Look through the data below for the line with "of the shadow", and transcribe it exactly together with each line after it up to and including the line with "the white cloud". Give nothing else.

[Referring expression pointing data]
⁂
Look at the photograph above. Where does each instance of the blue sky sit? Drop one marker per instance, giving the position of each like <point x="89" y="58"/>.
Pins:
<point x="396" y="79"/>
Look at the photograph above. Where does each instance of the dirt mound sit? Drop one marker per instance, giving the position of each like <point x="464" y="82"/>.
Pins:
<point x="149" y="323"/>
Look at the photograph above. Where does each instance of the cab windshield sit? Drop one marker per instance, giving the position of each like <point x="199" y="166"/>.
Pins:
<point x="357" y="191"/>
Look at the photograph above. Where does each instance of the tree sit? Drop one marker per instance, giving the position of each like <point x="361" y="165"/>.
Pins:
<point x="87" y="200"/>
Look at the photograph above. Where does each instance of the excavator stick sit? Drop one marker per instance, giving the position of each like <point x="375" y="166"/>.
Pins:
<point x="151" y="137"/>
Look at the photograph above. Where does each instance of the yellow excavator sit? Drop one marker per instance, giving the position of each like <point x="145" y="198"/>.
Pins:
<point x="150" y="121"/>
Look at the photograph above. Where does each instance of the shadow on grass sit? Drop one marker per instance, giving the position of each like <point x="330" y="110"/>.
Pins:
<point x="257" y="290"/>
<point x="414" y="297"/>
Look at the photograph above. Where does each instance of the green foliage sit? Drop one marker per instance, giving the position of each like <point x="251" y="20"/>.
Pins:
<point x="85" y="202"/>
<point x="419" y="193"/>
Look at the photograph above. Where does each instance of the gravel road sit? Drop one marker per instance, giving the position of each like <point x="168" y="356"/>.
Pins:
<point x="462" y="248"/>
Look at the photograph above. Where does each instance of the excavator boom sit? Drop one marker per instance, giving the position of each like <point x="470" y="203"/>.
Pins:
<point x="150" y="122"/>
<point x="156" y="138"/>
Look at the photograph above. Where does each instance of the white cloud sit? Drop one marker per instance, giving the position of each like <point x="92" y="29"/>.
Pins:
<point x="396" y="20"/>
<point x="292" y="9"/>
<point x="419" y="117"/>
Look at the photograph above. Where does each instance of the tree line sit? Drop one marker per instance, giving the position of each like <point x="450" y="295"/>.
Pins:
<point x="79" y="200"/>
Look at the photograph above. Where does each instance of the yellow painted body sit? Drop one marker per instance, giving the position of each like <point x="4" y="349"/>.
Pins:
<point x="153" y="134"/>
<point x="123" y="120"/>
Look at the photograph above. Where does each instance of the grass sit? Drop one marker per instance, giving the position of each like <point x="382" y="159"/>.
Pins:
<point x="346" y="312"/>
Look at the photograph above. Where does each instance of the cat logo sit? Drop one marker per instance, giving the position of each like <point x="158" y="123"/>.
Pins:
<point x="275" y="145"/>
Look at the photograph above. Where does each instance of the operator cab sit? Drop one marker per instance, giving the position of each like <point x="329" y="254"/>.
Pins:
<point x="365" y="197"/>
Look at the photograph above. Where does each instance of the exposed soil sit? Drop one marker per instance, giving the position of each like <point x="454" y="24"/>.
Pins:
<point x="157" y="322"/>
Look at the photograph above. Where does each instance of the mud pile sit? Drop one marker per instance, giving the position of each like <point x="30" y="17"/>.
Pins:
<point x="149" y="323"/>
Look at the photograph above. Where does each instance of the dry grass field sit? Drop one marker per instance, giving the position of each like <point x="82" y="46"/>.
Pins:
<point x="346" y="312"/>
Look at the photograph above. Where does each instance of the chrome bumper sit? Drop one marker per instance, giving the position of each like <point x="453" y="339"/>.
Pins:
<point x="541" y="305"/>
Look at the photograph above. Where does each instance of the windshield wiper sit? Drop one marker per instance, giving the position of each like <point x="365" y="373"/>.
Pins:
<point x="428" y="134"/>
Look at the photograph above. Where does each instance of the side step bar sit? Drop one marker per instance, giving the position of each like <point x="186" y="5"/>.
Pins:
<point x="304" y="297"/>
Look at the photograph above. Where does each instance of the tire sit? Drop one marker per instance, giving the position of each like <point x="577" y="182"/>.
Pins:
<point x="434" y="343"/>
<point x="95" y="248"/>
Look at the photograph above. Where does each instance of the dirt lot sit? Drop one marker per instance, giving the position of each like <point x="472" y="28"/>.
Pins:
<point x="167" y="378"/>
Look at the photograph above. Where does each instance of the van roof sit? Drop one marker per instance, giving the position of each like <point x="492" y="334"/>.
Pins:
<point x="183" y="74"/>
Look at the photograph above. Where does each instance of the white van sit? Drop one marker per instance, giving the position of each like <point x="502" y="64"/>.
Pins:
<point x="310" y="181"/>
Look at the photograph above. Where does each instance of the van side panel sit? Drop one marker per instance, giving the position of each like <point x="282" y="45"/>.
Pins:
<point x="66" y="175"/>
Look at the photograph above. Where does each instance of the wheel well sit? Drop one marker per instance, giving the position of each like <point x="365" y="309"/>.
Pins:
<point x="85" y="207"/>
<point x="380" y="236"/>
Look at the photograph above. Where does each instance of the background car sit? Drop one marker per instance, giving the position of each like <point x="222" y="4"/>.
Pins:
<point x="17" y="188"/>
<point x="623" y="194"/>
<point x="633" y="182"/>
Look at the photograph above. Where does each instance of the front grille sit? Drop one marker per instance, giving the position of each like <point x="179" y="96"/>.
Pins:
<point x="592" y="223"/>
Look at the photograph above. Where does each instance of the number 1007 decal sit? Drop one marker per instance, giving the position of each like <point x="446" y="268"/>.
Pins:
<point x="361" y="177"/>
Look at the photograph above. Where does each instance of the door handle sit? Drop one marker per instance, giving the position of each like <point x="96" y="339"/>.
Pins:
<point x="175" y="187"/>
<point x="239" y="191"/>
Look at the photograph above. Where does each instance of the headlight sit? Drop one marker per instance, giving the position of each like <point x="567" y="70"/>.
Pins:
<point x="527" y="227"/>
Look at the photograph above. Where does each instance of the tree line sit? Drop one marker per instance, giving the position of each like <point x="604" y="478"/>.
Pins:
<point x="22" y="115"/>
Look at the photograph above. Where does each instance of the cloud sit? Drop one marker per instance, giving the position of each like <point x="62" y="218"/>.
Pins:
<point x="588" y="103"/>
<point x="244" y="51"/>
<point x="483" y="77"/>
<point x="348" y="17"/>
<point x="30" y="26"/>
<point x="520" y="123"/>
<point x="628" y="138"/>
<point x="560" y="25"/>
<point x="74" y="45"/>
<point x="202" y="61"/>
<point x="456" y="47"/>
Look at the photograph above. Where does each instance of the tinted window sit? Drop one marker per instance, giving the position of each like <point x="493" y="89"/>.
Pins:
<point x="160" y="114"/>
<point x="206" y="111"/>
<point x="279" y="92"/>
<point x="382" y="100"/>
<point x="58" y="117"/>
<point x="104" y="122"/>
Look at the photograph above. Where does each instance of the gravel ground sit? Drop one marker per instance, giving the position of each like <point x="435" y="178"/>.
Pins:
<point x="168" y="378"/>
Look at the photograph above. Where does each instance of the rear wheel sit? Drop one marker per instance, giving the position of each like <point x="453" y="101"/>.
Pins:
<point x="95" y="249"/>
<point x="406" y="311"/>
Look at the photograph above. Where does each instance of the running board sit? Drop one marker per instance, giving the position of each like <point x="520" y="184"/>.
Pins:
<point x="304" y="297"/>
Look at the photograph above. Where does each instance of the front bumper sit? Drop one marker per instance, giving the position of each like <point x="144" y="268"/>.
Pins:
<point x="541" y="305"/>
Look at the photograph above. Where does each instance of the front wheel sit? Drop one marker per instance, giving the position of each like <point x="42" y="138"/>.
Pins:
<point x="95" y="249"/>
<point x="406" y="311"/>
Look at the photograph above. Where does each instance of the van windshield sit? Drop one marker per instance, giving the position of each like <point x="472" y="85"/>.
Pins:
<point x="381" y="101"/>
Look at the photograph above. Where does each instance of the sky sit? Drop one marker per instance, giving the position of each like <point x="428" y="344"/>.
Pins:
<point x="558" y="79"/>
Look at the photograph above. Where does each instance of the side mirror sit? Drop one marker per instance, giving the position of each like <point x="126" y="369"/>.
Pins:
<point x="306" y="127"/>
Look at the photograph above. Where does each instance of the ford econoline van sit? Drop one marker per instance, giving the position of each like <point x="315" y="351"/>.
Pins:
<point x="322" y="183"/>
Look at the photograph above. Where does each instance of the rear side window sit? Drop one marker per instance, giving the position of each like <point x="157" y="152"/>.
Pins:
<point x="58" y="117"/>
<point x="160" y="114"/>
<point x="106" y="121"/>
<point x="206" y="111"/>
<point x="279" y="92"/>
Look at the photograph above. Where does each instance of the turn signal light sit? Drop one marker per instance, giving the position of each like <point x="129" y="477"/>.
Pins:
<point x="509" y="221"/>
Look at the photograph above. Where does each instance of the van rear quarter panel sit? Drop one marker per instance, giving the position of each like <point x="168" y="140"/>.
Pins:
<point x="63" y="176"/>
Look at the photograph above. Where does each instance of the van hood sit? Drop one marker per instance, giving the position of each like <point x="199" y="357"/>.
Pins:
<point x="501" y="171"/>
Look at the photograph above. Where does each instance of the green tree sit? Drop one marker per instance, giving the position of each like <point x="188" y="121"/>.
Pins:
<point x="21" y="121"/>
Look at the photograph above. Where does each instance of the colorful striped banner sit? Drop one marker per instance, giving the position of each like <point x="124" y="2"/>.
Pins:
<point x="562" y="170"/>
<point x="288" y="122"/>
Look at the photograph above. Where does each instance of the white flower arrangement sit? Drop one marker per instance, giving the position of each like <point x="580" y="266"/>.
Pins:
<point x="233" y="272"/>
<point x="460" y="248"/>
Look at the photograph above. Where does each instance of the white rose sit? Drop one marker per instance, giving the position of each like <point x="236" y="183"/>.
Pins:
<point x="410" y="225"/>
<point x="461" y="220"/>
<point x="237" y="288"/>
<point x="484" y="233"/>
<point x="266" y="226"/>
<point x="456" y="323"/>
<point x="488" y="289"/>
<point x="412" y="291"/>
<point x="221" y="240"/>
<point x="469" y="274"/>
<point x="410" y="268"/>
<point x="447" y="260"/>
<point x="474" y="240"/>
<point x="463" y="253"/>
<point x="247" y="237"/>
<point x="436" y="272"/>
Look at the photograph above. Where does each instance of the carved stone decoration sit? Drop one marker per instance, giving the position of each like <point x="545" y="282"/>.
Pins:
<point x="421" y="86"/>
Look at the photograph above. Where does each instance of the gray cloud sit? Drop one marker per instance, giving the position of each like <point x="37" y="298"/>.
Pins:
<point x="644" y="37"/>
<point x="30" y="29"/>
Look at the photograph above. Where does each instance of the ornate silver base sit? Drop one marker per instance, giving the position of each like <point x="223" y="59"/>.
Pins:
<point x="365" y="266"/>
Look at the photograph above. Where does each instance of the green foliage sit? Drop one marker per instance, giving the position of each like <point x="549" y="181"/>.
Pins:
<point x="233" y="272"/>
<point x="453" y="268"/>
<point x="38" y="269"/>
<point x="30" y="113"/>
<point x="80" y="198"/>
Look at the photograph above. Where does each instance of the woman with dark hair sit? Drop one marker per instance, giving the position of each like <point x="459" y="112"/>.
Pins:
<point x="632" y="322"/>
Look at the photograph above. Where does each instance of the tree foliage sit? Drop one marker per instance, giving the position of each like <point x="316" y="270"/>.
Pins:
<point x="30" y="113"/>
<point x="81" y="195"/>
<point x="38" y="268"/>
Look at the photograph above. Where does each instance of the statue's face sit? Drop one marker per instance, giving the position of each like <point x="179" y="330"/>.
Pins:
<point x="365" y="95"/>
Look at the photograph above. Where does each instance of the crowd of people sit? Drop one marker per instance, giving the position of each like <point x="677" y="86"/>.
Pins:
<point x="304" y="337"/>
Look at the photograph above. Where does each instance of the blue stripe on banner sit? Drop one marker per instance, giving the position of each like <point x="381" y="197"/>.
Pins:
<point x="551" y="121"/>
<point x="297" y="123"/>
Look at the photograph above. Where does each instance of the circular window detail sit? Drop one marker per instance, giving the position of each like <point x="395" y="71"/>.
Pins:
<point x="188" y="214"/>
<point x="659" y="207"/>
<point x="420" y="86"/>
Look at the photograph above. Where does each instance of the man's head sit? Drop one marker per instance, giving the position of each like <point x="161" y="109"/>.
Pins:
⁂
> _ANSWER SECTION_
Look at the photograph above. Where does each instance of the shadow on grass sit? Drop one marker per instance, giving the position of each like <point x="330" y="110"/>.
Pins:
<point x="257" y="290"/>
<point x="414" y="297"/>
Look at the photograph above. Where does each instance of the green foliage sit? Drop one marker per instance, giving the position of each like <point x="251" y="20"/>.
Pins:
<point x="85" y="202"/>
<point x="419" y="193"/>
Look at the photograph above. Where does each instance of the gravel road sit? Drop one marker per instance, giving the position of each like <point x="168" y="356"/>.
Pins:
<point x="462" y="248"/>
Look at the photograph above. Where does each instance of the excavator boom sit? Drop one marker per instance, giving the position of each like <point x="470" y="203"/>.
Pins:
<point x="150" y="122"/>
<point x="156" y="138"/>
Look at the photograph above. Where does each instance of the white cloud sit? Drop one marker per instance, giving the position of each like <point x="92" y="29"/>.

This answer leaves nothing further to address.